» WHAT THE TASK ASKS
Leave the pictures out. Return all other data exactly.

******************************

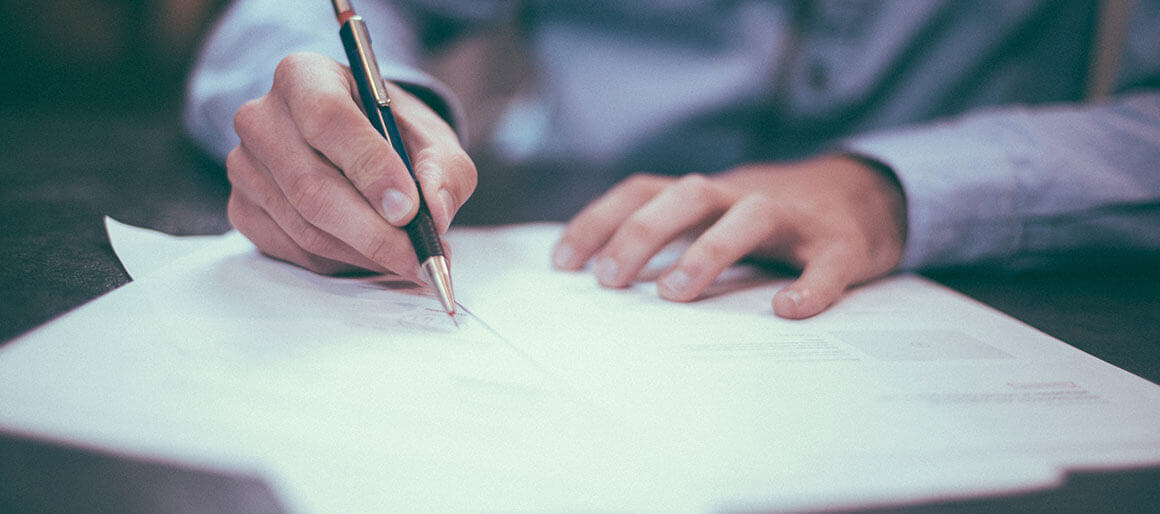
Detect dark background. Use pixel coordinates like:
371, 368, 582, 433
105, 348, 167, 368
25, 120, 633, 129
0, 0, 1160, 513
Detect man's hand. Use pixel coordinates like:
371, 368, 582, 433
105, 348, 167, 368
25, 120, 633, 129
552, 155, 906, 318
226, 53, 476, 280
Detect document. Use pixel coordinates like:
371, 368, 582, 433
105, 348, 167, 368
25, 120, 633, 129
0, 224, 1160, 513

******************************

» RESULT OF THE TASK
Detect dark background. Use pixel coordinates like:
371, 368, 582, 433
105, 348, 167, 368
25, 120, 633, 129
0, 0, 1160, 513
Detect man's hand. Use pixel coordinates like:
371, 368, 582, 433
105, 348, 167, 368
25, 120, 633, 129
552, 155, 906, 318
226, 53, 476, 280
Detect document. Use pixel coordinates like:
371, 368, 582, 433
105, 348, 167, 368
25, 120, 633, 129
0, 224, 1160, 513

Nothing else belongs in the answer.